Please extract every line from the entries below that contains the word "white", treating uppercase and lowercase as different.

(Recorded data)
------------------------------------------------
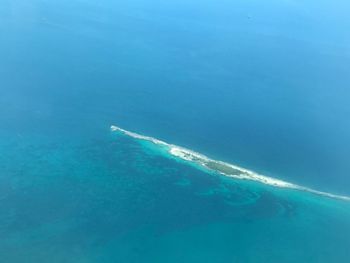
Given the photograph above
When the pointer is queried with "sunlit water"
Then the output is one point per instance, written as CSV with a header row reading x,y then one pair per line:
x,y
260,85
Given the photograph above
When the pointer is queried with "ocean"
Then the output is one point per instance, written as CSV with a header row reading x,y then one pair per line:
x,y
263,85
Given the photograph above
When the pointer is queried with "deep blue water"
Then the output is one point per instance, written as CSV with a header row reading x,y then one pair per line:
x,y
259,84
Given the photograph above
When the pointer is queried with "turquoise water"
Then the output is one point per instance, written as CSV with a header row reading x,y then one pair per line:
x,y
261,85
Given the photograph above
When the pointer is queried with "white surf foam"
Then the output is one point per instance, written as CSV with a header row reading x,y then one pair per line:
x,y
243,174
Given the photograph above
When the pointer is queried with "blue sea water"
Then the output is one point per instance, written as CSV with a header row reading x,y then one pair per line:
x,y
259,84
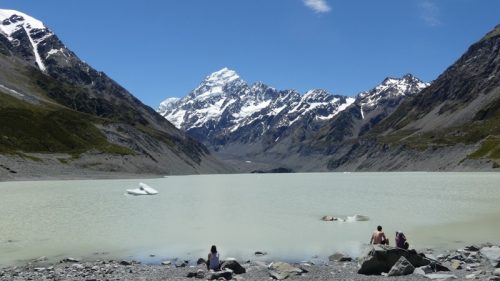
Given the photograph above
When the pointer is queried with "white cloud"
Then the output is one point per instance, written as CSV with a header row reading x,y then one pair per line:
x,y
429,12
319,6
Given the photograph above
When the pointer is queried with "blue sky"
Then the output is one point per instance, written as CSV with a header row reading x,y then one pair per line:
x,y
158,49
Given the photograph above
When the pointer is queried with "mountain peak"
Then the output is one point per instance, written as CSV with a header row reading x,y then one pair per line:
x,y
223,76
12,20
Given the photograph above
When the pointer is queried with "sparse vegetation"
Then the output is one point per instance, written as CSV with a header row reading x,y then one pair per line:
x,y
45,128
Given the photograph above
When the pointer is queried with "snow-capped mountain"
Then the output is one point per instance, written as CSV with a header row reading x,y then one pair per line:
x,y
224,108
370,108
391,91
18,28
262,124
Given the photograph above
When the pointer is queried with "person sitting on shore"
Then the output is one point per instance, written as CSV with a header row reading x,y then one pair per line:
x,y
213,259
401,241
378,237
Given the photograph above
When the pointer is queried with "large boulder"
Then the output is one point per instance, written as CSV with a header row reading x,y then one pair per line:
x,y
381,258
492,254
281,270
402,267
440,277
234,266
228,275
339,257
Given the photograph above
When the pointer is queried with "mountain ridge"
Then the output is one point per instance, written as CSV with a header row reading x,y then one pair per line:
x,y
237,120
50,80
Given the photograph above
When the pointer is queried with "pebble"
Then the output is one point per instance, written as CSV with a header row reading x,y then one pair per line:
x,y
496,272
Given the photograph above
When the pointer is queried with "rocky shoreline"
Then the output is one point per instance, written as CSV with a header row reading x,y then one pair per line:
x,y
469,263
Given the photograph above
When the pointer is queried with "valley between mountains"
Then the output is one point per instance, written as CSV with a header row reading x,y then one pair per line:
x,y
60,118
------------------------------------------------
:: Worked answer ::
When the pointer is queried with "white surf foam"
When the pointer is queried with "white cloud"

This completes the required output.